··· DATA UNDER STUDY ···

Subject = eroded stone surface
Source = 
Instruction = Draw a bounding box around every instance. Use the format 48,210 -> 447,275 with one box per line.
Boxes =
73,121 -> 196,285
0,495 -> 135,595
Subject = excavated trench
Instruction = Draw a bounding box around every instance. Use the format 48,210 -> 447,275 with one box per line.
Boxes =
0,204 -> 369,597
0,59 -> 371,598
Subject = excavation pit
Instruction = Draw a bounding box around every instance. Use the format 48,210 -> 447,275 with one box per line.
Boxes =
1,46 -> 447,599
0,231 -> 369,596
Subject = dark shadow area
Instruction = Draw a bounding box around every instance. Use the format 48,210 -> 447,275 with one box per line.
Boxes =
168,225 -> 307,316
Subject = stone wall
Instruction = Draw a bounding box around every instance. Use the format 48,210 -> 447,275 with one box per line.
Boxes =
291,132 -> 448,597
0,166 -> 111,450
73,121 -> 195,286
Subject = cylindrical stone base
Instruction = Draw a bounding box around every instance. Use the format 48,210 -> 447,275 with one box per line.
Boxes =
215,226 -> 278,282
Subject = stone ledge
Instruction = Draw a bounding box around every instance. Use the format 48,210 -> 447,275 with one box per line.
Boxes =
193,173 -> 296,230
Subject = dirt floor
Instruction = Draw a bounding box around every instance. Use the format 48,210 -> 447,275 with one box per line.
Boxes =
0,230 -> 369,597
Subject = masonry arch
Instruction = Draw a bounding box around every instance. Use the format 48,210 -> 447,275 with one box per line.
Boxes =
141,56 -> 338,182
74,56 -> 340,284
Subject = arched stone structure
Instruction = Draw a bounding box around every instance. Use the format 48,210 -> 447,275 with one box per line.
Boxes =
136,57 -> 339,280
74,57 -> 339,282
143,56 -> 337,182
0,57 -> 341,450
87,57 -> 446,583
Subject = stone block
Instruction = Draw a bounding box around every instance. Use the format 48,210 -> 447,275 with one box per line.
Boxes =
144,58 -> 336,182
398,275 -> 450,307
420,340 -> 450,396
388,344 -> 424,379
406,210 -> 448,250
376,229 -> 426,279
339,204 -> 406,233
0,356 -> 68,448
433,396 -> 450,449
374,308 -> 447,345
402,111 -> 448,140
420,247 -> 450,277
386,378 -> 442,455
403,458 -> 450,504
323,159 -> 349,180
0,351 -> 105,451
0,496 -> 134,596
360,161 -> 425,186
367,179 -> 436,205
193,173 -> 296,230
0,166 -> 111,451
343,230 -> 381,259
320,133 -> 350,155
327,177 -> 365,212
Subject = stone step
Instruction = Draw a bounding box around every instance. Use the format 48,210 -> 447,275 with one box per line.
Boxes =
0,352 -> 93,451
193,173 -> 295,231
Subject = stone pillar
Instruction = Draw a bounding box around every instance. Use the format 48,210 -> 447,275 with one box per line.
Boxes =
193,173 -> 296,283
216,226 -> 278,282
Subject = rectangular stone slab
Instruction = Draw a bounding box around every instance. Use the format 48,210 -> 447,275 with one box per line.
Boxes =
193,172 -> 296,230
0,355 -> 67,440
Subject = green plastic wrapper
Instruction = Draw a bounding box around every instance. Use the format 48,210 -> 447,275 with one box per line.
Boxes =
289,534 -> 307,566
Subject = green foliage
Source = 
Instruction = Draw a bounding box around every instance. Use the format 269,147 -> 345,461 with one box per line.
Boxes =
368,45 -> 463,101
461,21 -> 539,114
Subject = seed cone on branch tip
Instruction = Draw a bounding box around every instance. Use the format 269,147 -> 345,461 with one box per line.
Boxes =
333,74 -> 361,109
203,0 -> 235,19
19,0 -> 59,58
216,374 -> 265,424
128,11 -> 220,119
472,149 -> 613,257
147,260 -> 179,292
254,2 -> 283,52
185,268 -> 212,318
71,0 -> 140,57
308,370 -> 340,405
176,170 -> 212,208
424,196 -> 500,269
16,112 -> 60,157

···
··· DATA UNDER STUDY ···

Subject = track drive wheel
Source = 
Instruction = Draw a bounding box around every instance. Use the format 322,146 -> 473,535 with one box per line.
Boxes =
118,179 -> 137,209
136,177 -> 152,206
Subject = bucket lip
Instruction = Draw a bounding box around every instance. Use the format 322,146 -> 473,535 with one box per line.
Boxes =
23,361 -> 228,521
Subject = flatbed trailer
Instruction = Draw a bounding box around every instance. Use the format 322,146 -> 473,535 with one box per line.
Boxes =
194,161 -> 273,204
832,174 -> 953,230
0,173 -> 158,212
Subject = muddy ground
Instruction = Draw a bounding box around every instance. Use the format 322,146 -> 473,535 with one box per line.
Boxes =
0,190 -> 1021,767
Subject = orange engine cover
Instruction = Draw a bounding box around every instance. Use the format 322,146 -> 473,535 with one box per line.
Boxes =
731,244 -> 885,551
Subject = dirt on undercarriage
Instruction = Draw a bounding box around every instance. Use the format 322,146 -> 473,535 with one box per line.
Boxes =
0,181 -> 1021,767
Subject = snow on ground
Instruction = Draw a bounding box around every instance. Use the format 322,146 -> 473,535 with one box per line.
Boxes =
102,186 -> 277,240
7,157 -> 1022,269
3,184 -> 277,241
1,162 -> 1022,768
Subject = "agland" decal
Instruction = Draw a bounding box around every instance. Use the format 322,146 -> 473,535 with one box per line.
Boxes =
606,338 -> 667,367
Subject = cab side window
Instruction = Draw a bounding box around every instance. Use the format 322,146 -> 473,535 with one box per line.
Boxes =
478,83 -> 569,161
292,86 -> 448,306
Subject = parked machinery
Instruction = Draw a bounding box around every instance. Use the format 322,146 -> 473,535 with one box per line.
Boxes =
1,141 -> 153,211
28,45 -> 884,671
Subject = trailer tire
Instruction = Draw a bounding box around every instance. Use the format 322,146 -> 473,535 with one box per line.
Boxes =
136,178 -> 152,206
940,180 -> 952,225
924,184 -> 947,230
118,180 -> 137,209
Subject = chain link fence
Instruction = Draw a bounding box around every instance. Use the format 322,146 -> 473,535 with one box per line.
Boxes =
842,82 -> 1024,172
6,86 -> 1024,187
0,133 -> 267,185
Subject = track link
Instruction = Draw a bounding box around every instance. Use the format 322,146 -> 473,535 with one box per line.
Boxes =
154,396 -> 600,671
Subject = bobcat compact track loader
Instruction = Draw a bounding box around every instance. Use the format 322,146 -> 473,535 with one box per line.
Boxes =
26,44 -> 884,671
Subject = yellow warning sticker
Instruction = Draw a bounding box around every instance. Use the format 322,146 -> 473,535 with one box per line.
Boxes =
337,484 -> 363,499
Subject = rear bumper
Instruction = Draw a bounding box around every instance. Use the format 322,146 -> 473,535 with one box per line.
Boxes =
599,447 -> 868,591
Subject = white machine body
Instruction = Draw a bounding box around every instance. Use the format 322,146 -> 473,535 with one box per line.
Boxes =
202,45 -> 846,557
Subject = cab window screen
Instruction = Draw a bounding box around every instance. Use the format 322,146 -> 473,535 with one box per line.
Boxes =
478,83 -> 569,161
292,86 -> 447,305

···

YOUR OBJECTIVE>
Gather all lines from the listing above in which "link" occurs.

RESULT OF THE EXERCISE>
Subject = chain link fence
Subject = track link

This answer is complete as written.